— begin Records for the task —
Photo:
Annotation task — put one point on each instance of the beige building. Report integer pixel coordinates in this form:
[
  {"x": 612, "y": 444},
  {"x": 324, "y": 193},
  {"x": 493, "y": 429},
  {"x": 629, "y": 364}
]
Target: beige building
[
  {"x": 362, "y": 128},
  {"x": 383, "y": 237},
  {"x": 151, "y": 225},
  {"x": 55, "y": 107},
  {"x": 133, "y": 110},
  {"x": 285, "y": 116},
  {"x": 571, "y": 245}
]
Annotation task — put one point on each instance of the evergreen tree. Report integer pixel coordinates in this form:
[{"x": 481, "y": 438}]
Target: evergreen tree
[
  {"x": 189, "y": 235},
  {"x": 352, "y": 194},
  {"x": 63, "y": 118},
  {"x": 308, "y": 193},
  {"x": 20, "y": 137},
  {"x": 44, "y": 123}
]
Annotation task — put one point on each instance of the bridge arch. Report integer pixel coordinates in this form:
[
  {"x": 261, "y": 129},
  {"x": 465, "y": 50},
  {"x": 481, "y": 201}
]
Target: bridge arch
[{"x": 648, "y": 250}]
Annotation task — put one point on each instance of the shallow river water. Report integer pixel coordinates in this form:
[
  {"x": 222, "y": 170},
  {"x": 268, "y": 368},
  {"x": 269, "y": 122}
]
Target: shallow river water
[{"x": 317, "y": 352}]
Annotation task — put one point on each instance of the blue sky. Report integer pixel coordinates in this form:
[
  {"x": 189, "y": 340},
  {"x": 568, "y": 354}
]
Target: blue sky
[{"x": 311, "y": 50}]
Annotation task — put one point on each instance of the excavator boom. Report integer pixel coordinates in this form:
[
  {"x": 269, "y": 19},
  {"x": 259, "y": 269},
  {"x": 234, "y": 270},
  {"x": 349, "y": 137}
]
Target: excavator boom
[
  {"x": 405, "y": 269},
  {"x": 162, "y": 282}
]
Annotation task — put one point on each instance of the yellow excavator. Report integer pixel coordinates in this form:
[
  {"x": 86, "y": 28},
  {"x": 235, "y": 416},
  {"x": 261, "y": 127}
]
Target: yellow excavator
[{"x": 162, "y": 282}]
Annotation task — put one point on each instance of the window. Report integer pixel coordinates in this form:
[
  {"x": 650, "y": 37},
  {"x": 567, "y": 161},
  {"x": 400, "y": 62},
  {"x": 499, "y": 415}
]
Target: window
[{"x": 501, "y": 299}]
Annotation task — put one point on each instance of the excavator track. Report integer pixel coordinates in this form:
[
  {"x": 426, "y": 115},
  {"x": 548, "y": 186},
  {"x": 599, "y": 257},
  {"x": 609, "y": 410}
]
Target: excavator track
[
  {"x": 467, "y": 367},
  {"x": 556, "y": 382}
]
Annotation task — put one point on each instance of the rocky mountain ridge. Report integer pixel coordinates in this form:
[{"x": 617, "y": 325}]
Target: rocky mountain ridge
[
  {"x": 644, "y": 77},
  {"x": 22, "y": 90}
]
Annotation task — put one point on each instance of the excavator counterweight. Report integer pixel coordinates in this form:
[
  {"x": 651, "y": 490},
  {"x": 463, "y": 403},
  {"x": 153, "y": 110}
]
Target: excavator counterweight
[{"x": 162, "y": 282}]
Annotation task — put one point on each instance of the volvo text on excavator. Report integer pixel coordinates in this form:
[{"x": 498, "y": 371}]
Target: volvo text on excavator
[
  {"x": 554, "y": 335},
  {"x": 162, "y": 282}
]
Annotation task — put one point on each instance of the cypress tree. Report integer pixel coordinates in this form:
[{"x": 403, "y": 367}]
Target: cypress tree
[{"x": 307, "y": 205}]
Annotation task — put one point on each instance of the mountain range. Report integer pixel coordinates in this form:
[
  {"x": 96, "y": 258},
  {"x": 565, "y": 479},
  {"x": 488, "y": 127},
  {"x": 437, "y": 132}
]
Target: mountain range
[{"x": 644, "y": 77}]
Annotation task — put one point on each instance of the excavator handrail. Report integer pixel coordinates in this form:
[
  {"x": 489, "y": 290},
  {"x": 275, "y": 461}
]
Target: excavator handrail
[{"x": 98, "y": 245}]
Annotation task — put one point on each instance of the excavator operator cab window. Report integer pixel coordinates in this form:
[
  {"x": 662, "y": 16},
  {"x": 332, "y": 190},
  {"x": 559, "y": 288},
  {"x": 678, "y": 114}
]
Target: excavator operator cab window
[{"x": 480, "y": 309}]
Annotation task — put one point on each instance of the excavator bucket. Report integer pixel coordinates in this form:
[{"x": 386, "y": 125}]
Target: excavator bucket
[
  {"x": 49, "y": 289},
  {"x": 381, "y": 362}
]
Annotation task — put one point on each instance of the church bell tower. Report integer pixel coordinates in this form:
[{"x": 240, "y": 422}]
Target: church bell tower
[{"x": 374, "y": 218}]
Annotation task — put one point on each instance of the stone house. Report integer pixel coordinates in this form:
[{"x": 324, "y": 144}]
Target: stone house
— end Records for the task —
Problem |
Reproduce exactly the line containing "the excavator bucket." and every line after it through the end of the records above, and nothing else.

Exercise result |
Annotation task — put one point on each instance of the excavator bucket. Report integer pixel coordinates in this form:
[{"x": 386, "y": 125}]
Target: excavator bucket
[
  {"x": 49, "y": 289},
  {"x": 381, "y": 362}
]
Annotation task — put one point on each instance of the church bell tower. Report integer pixel coordinates in this form:
[{"x": 240, "y": 422}]
Target: church bell tower
[{"x": 374, "y": 218}]
Annotation task — put one point on each instance of the stone house. Report integer pixel coordinates in this form:
[{"x": 324, "y": 144}]
Target: stone house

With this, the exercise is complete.